PROVIDED ENTRIES>
* Begin *

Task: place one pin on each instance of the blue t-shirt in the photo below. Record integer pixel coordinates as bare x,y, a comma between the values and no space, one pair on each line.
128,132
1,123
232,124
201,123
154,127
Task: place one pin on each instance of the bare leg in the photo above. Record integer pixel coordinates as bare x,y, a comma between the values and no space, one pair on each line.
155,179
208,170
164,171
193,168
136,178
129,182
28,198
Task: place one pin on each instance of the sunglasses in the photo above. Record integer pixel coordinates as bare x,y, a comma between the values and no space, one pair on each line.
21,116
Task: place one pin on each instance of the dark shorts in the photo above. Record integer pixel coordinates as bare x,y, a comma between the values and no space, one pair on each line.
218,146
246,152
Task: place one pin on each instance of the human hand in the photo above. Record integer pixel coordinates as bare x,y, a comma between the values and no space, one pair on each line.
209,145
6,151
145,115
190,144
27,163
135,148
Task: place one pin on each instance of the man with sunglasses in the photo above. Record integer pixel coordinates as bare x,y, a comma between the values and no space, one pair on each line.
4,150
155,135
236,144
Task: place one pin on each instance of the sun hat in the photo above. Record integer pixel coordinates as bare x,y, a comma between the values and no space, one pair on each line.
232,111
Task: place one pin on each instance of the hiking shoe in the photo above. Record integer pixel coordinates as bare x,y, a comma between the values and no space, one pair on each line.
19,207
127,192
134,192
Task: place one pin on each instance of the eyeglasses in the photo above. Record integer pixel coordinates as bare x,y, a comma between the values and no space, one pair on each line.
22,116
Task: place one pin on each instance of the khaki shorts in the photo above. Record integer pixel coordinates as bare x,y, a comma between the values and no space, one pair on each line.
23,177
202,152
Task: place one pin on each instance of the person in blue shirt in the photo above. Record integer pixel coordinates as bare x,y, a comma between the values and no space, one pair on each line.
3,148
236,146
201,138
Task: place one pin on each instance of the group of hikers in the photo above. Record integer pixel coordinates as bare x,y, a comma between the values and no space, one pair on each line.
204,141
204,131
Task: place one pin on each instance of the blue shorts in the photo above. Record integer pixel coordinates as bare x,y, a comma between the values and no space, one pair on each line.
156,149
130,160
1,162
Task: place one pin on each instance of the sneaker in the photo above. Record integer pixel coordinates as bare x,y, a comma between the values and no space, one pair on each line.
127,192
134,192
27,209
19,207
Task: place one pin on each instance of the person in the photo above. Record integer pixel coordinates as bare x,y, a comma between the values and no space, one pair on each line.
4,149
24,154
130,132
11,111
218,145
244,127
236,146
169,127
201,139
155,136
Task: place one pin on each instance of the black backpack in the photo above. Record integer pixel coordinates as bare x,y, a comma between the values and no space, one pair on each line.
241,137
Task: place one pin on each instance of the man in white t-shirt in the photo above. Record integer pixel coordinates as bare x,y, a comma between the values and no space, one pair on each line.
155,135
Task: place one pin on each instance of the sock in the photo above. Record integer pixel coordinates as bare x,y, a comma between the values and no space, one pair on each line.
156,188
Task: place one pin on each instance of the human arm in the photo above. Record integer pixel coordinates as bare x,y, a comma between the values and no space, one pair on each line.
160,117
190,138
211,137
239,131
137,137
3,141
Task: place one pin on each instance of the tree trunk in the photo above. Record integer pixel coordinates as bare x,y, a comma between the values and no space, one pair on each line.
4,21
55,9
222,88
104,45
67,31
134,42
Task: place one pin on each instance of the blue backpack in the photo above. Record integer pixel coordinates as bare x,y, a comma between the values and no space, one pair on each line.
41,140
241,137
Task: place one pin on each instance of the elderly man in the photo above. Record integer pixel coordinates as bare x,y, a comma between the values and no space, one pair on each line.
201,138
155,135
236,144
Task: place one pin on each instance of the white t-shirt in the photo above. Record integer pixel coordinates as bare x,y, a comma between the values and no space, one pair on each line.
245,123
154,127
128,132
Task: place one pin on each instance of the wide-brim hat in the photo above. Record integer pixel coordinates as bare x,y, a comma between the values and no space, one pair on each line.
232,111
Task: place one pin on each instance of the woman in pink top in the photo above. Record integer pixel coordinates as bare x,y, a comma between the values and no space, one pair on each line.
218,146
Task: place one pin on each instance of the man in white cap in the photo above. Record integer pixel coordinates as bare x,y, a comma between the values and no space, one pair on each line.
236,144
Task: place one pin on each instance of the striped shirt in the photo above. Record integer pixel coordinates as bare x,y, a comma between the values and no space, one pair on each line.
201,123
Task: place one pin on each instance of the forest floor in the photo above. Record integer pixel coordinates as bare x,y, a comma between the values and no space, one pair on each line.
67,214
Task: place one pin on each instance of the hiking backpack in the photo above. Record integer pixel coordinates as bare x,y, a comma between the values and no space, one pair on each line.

* End *

JOB> Transcribe the records above exactly as they appear.

SOLUTION>
Task: place one pin on each instance of the blue t-shirt in the photo below. Record integer pixel coordinates as bare x,y, a comma between the values and no space, one pair on each line.
128,132
1,123
232,124
201,123
154,127
Task: place one pin on each instance of the bare leg in the photo above. Record integer pixel coordinates as bare x,y, a comma between the values and no space, one pair on each line.
155,179
208,170
164,171
193,168
136,178
129,182
28,198
Task: place one pin on each instance of the sunglasses in the photo above. Record integer pixel coordinates as bare x,y, a comma between the values and no space, one pair on each line.
21,116
Task: place one pin on each instance of the dark shorts in the photo above. Record integer pixel coordinates as bare x,y, a comma between the values and no space, one pair on each line.
218,146
246,152
Task: place one pin on each instance of the human hand in the photo above. Record integer pixel coordinates as bare x,y, a comma between the values and no space, one pair on each line.
209,145
6,151
145,115
190,144
27,163
135,148
Task: place one pin on each instance of the man with sunglasses in the photo above. Record integer pixel coordinates as bare x,y, a comma between the values and no space, one pair on each line.
4,150
155,135
236,144
Task: place one pin on each instance of the sun hat in the photo above. Record integer pixel coordinates as bare x,y, a comma between the values and no space, one pair on each line.
232,111
Task: place one pin on each instance of the hiking shoe in the photo above. Record integer pixel coordinates as bare x,y, a comma between the values and no space, one pair on each line.
19,207
127,192
134,192
Task: place one pin on each instance of the eyeglasses in the photo above. Record integer pixel coordinates as bare x,y, a comma between the values and no space, one pair on each line.
22,116
Task: place one pin on each instance of the khaki shorts in the photo above. Record integer pixel coordinates as bare x,y, a comma between the values and no space, one pair on each line.
23,177
202,152
Task: place one pin on each instance of the person in blue shirt in the photo above. Record integer pixel coordinates as bare x,y, a comma between the values and no space, one pair on each line.
3,148
236,146
201,138
Task: place one pin on each instance of the group of hikers in the photo above. Record integer pixel coordinates as bare x,y, a comma between the values and no space, one pair on each line.
204,141
204,131
Task: place one pin on each instance of the blue shorts in the photo above. Record integer pixel coordinates as bare x,y, a comma between the values and no space, one pair on each line.
156,149
130,160
1,162
Task: place one pin on each instance of the sneaker in the photo above. Record integer pixel coordinates as bare x,y, a comma between the values and no space, one pair on each line.
127,192
134,192
27,209
19,207
Task: place one pin on each instance of the person in the photo above. Record integer pixel coordinates as bare x,y, a comma between the values and no space, one pair on each line.
4,149
24,154
130,132
11,111
218,145
244,127
236,146
169,127
201,139
155,136
Task: place one pin on each instance of the black backpack in the photo above. Record integer pixel coordinates as bare x,y, a comma between the values and no space, one pair on each line.
241,137
Task: place one pin on each instance of the man in white t-shirt in the photo above. Record integer pixel coordinates as bare x,y, a comma between the values and no space, one pair on each line.
155,135
Task: place one pin on each instance of the sock in the photo above. Record integer pixel coordinates as bare x,y, a comma between the values and no space, one pair on each line.
156,188
Task: place one pin on each instance of the human arm in the photo above. Record integer pixel coordinates as bare x,y, a comma between the values and no space, one pair on each line.
160,117
190,138
211,137
239,131
137,137
3,141
Task: place one pin on each instance of the tree trunk in the photo above. Record integer pixel coordinates as bare x,y, a comma between the values and no space, one pair on each line.
4,21
55,9
222,88
104,45
67,31
134,42
Task: place one pin on each instance of the blue backpack in the photo above. Record integer pixel coordinates as bare x,y, a comma between the values and no space, one pair on each line.
41,140
241,137
Task: place one pin on each instance of the elderly man in the photo above. Record integer pixel coordinates as bare x,y, a comma between the values and no space, one pair on each line.
201,138
155,135
236,144
Task: place one pin on each instance of the white t-shirt in the photo above. Record integer pixel coordinates as bare x,y, a comma between the values and no space, one pair on each line.
245,123
154,127
128,132
Task: place one pin on each instance of the wide-brim hat in the photo above. Record integer pixel coordinates as bare x,y, a comma between the values and no space, one pair on each line.
232,111
Task: place one pin on each instance of the woman in pink top in the photo above. Record integer pixel coordinates as bare x,y, a comma between the values and no space, one pair on each line.
218,146
Task: place one pin on each instance of the man in white cap in the photo above. Record integer pixel coordinates as bare x,y, a comma between the values and no space, one pair on each line.
236,144
Task: place one pin on each instance of the striped shirt in the photo above. Record integer pixel coordinates as bare x,y, a comma between the values and no space, one pair on each line.
201,123
Task: place one pin on each instance of the forest floor in the photo above. Record integer pixel coordinates as bare x,y, a comma between the values and no space, one pair on each line.
67,214
Task: place one pin on each instance of the hiking backpack in the photo above. Record integer pixel coordinates as bare x,y, a comma between the values and no space, one pair on each line.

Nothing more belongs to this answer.